• _Tasks to complete_
• 1. Repeat word for word the part of the money-saving ideas text that opens with the words "I dehydrate cases" and closes with "lots of produce.".
• 2. In the money-saving ideas text, how much above store cost is paid for each case ordered through the grocery store manager?
• 3. Resume the money-saving ideas text after its final sentence, keeping the same first-person voice.

• _Page excerpt_
++++++
Here are my money saving ideas;

I have a soy machine and make dairy products, tofu and okara. The machine makes great soup!

I call our grocery store manager a few days ahead of the truck to order cases. We pay $2.00/case over store cost.

We buy 40-50# cases of mixed mature produce for $20. This is the produce that would normally go on discount. We also get the cases of free stuff that's too far gone to sell. I just cut out the spots and blemishes.

We go to town once a month. Every month I order one or two things to bulk up on. So our (my husband and myself) budget stays nearly the same, I just change up what I get.

I dehydrate cases of frozen spinach to save room in the freezer. Cases of bananas (we get a case every month) are pureed then frozen. Dry goods (rice, beans, oats, etc.) are stored in 5-gallon buckets or canning jars. 

Last month I bought a case of bok choy and planted the ends, that will last me all winter. Onions, garlic, lettuce, etc., I replant lots of produce.
++++++
• _Records of position annotations_
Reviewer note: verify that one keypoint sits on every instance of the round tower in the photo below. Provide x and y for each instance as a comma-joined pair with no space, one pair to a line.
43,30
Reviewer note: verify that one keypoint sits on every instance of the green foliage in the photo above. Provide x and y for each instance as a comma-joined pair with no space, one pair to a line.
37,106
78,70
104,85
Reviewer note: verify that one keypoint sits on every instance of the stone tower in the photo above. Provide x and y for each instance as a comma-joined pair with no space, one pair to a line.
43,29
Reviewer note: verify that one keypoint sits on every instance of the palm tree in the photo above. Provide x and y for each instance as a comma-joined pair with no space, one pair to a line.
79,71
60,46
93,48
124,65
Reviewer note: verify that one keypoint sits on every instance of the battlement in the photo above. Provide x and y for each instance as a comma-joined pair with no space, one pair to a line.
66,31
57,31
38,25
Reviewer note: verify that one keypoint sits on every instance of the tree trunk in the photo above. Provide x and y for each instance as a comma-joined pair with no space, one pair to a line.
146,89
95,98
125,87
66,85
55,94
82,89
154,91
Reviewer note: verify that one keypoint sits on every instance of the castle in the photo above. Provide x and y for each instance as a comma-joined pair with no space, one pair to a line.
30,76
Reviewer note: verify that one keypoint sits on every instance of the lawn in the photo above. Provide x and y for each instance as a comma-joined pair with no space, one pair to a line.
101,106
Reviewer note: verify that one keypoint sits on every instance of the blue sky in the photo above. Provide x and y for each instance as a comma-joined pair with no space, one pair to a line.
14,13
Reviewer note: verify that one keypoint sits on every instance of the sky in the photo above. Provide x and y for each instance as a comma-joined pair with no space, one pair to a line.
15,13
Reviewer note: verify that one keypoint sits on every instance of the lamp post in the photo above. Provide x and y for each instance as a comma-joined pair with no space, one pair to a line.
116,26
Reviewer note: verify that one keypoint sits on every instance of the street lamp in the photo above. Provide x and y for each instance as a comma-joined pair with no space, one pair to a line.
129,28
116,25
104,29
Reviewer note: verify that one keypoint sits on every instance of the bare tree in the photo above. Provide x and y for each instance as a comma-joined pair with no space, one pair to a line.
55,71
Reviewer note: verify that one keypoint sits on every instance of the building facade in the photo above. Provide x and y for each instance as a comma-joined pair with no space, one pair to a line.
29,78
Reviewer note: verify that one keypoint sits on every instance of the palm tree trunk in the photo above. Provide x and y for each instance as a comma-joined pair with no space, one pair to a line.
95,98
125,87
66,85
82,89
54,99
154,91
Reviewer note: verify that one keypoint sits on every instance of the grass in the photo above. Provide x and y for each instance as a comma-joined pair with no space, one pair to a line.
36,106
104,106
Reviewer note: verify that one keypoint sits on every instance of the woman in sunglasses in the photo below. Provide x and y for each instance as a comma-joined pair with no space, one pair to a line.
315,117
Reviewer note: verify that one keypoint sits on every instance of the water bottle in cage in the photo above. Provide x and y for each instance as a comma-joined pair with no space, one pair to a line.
++++++
• _The replies_
• 1.
I dehydrate cases of frozen spinach to save room in the freezer. Cases of bananas (we get a case every month) are pureed then frozen. Dry goods (rice, beans, oats, etc.) are stored in 5-gallon buckets or canning jars. 

Last month I bought a case of bok choy and planted the ends, that will last me all winter. Onions, garlic, lettuce, etc., I replant lots of produce.

• 2. $2.00 per case over store cost.

• 3.
I buy cheap dog, cat, and chicken food, then supplement. Dogs and cats get eggs, chickens free range, then if anyone is looking off I just get whatever is needed.

I buy online a good bit. I compare online prices with what I can get in town.

I'm currently making sourdough starter to dehydrate and jar. We shall see how that works out.

I make seitan from all purpose flour.

I use Cronometer to watch that our nutrition is on track.

I buy black oil sunflower seeds (bird food) and grow them for sprouts.

I don't soak beans. (I do soak soybeans headed to the machine.)

I don't blanch anything. I rotate the freezer foods every few months.

My husband's not a fan of lentils so I make them into burgers and meat-less loaves.

I cook on a rocket stove and use a haybox as much as possible.

I reuse water as much as possible. Fresh water is for ingesting or bathing, rinse water goes to be washing water (biocompatible soap, and I only use soap as needed), then when I've done everything I can think of with the water, it goes to the garden.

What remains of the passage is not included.